INSTRUCTIONS TO FOLLOW: Transcribe all of the material exactly.

[Point labeling dataset excerpts]
>> start

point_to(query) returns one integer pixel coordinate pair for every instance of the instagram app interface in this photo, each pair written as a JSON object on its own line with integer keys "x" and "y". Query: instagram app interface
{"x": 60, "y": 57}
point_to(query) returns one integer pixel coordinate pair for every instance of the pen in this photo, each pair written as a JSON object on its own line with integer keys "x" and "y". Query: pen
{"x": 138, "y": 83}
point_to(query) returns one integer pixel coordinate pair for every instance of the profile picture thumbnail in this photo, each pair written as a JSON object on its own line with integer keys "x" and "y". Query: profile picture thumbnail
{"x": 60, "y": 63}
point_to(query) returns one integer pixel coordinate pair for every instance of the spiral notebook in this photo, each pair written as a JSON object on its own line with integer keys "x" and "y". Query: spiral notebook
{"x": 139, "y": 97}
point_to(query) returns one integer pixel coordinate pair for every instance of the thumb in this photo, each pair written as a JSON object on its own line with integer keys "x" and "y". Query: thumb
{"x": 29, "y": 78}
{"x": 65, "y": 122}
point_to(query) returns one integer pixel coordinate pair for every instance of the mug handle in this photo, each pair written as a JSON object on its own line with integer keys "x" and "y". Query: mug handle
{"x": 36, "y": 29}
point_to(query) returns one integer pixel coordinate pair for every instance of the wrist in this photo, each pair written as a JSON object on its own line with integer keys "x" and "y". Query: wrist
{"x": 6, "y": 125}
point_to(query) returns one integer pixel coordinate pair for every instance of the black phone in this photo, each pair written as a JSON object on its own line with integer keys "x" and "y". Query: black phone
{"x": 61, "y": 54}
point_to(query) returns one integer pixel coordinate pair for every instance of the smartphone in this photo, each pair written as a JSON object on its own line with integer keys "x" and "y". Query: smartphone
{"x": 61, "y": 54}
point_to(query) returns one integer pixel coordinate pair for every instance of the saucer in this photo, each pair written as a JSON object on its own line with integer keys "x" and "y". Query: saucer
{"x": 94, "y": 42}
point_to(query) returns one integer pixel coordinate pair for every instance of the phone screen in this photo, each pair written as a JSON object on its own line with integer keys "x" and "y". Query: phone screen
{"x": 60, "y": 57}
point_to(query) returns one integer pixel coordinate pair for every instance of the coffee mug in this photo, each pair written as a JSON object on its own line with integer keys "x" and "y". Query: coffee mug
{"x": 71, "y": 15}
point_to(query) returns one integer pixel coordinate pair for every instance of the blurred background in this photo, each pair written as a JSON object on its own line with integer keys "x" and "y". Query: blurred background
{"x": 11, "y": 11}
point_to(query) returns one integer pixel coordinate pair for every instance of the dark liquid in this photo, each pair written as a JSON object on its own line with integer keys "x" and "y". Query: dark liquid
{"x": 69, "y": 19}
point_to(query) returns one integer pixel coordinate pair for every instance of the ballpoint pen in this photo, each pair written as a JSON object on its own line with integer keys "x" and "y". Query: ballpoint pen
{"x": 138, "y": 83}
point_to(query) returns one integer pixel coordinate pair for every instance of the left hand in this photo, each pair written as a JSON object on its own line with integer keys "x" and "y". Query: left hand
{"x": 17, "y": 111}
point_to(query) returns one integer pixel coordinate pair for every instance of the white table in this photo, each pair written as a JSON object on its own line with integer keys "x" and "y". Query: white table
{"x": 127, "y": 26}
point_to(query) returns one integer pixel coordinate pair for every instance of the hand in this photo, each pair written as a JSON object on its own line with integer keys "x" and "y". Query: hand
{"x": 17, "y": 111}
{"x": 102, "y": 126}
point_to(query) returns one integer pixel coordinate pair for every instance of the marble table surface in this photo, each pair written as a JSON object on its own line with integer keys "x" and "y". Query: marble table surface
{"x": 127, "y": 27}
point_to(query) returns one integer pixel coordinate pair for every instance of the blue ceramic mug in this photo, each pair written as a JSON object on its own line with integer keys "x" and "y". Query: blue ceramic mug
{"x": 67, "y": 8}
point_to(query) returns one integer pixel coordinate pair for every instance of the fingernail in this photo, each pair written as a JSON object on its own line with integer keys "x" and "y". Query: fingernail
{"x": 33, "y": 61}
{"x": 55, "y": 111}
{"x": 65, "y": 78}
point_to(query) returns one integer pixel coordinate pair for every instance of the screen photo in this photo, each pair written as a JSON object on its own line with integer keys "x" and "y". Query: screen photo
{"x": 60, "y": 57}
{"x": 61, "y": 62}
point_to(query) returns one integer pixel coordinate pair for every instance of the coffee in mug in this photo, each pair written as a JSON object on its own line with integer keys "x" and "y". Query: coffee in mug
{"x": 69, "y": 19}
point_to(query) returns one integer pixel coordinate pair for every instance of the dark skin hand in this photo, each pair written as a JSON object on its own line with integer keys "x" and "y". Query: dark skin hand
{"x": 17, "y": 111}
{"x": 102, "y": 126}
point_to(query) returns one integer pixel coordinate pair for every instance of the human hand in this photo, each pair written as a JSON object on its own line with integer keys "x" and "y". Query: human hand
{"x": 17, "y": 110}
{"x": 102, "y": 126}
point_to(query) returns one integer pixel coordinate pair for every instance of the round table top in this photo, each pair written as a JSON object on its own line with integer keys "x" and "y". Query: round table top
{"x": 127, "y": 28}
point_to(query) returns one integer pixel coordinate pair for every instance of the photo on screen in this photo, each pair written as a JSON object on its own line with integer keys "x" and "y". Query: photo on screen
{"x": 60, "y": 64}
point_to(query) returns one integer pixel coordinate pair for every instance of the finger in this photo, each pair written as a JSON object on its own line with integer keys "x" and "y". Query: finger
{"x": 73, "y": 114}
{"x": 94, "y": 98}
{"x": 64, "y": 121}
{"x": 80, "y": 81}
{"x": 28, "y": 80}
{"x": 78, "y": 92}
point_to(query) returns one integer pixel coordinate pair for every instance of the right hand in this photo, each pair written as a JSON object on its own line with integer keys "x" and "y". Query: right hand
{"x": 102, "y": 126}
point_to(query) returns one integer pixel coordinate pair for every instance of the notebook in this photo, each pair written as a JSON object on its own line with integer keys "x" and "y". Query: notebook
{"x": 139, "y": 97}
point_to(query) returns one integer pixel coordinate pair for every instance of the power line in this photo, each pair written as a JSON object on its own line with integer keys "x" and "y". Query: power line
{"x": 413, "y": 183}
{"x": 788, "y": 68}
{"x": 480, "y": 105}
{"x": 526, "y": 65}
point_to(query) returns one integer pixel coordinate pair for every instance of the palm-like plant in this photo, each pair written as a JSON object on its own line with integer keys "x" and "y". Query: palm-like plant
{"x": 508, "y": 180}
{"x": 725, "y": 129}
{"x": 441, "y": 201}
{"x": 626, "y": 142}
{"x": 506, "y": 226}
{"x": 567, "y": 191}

>> end

COMPLETED EXERCISE:
point_to(query) returns one integer pixel coordinate pair for every instance of the instagram app interface in this photo, each pair written as a JSON object on its own line with integer keys "x" and "y". Query: instagram app interface
{"x": 60, "y": 57}
point_to(query) returns one integer pixel coordinate pair for every instance of the pen in this photo, each pair written as a JSON object on its own line with integer keys "x" and "y". Query: pen
{"x": 138, "y": 83}
point_to(query) returns one integer pixel coordinate pair for every instance of the profile picture thumbnail in this photo, each pair written as a JSON object on its own line with integer keys "x" and "y". Query: profile picture thumbnail
{"x": 60, "y": 63}
point_to(query) returns one integer pixel coordinate pair for every instance of the spiral notebook in this photo, each pair written as a JSON object on its own line with integer keys "x" and "y". Query: spiral notebook
{"x": 139, "y": 97}
point_to(query) returns one integer pixel coordinate pair for every instance of the thumb in this photo, each pair written as a JSON object on its own line with integer keys "x" and "y". Query: thumb
{"x": 29, "y": 78}
{"x": 65, "y": 122}
point_to(query) returns one integer pixel coordinate pair for every instance of the mug handle in this photo, each pair written as a JSON object on its own line with integer keys "x" and "y". Query: mug handle
{"x": 36, "y": 29}
point_to(query) returns one integer pixel coordinate pair for every instance of the wrist in this photo, each pair written as a JSON object on its own line with integer keys "x" and "y". Query: wrist
{"x": 6, "y": 125}
point_to(query) returns one integer pixel coordinate pair for every instance of the black phone in this photo, each pair written as a JSON object on its own line with integer keys "x" and "y". Query: black phone
{"x": 61, "y": 54}
point_to(query) returns one integer pixel coordinate pair for every instance of the smartphone in this photo, each pair written as a JSON object on its own line with integer keys "x" and "y". Query: smartphone
{"x": 61, "y": 54}
point_to(query) returns one integer pixel coordinate pair for every instance of the saucer in this photo, each pair written as a JSON object on its own line with integer keys "x" and "y". Query: saucer
{"x": 94, "y": 42}
point_to(query) returns one integer pixel coordinate pair for every instance of the phone screen in this photo, each pair written as a JSON object on its own line with integer keys "x" and "y". Query: phone screen
{"x": 60, "y": 57}
point_to(query) returns one integer pixel coordinate pair for every instance of the coffee mug in this photo, each pair written as a JSON object on its own line with integer keys "x" and "y". Query: coffee mug
{"x": 71, "y": 15}
point_to(query) returns one integer pixel coordinate pair for every instance of the blurred background in this photo, each pair written as a JSON object on its own line with integer keys "x" and "y". Query: blurred background
{"x": 11, "y": 11}
point_to(query) returns one integer pixel coordinate pair for every instance of the dark liquid in this photo, each pair written as a JSON object on its own line with integer keys "x" and "y". Query: dark liquid
{"x": 69, "y": 19}
point_to(query) returns one integer pixel coordinate pair for every instance of the ballpoint pen in this photo, each pair written as a JSON object on its own line with integer keys "x" and "y". Query: ballpoint pen
{"x": 138, "y": 83}
point_to(query) returns one integer pixel coordinate pair for every instance of the left hand in this photo, each pair written as a JSON object on its own line with integer keys "x" and "y". Query: left hand
{"x": 17, "y": 111}
point_to(query) returns one integer pixel coordinate pair for every instance of the white table in this photo, each pair written as a JSON object on its own line with integer keys "x" and "y". Query: white table
{"x": 127, "y": 26}
point_to(query) returns one integer pixel coordinate pair for every instance of the hand in this photo, each pair written as a JSON object on its own line with integer keys "x" and "y". Query: hand
{"x": 17, "y": 111}
{"x": 102, "y": 126}
point_to(query) returns one integer pixel coordinate pair for every instance of the marble table surface in this photo, each pair written as a JSON object on its own line with integer keys "x" and "y". Query: marble table surface
{"x": 127, "y": 27}
point_to(query) returns one integer pixel coordinate pair for every instance of the blue ceramic mug in this photo, each pair written as a JSON object on its own line with integer keys "x" and "y". Query: blue ceramic mug
{"x": 67, "y": 8}
point_to(query) returns one integer pixel coordinate pair for every instance of the fingernail in this photo, each pair written as a JSON object on its own line with integer keys "x" and "y". Query: fingernail
{"x": 33, "y": 61}
{"x": 55, "y": 111}
{"x": 65, "y": 78}
point_to(query) returns one integer pixel coordinate pair for every instance of the screen photo in this photo, each pair written as a JSON object on its own line with integer keys "x" and "y". Query: screen photo
{"x": 60, "y": 57}
{"x": 61, "y": 62}
point_to(query) returns one integer pixel coordinate pair for every instance of the coffee in mug in this photo, each pair written as a JSON object on its own line with integer keys "x" and "y". Query: coffee in mug
{"x": 69, "y": 19}
point_to(query) returns one integer pixel coordinate pair for every instance of the dark skin hand in this photo, each pair written as a JSON object on its own line with integer keys "x" and "y". Query: dark skin hand
{"x": 17, "y": 111}
{"x": 102, "y": 126}
point_to(query) returns one integer pixel coordinate pair for every instance of the human hand in this photo, each pair written as a JSON object on its own line with integer keys "x" and "y". Query: human hand
{"x": 17, "y": 110}
{"x": 102, "y": 126}
point_to(query) returns one integer pixel coordinate pair for every instance of the round table top in this photo, each pair written as a JSON object on its own line with integer keys "x" and "y". Query: round table top
{"x": 127, "y": 28}
point_to(query) returns one integer pixel coordinate pair for every instance of the photo on screen in this photo, each pair written as a JSON object on its own line with integer keys "x" and "y". Query: photo on screen
{"x": 60, "y": 64}
point_to(query) returns one integer pixel coordinate pair for every instance of the finger in this photo, each pair written as a JSON object on its own line with integer keys "x" and "y". Query: finger
{"x": 73, "y": 114}
{"x": 94, "y": 98}
{"x": 64, "y": 121}
{"x": 80, "y": 81}
{"x": 28, "y": 80}
{"x": 78, "y": 92}
point_to(query) returns one integer pixel coordinate pair for every instance of the right hand in this photo, each pair written as a JSON object on its own line with integer keys "x" and "y". Query: right hand
{"x": 102, "y": 126}
point_to(query) returns one integer pixel coordinate pair for every instance of the notebook in this photo, each pair written as a JSON object on its own line with integer keys "x" and "y". Query: notebook
{"x": 139, "y": 97}
point_to(query) returns one integer pixel coordinate pair for every instance of the power line in this photo, each pair written as a JSON object on its own line with integer keys "x" and "y". Query: power line
{"x": 413, "y": 183}
{"x": 788, "y": 68}
{"x": 480, "y": 105}
{"x": 526, "y": 65}
point_to(query) returns one integer pixel coordinate pair for every instance of the palm-like plant in this photo, each pair written as a JSON object on its own line with integer keys "x" and "y". Query: palm-like plant
{"x": 508, "y": 180}
{"x": 725, "y": 129}
{"x": 441, "y": 201}
{"x": 626, "y": 142}
{"x": 506, "y": 226}
{"x": 567, "y": 191}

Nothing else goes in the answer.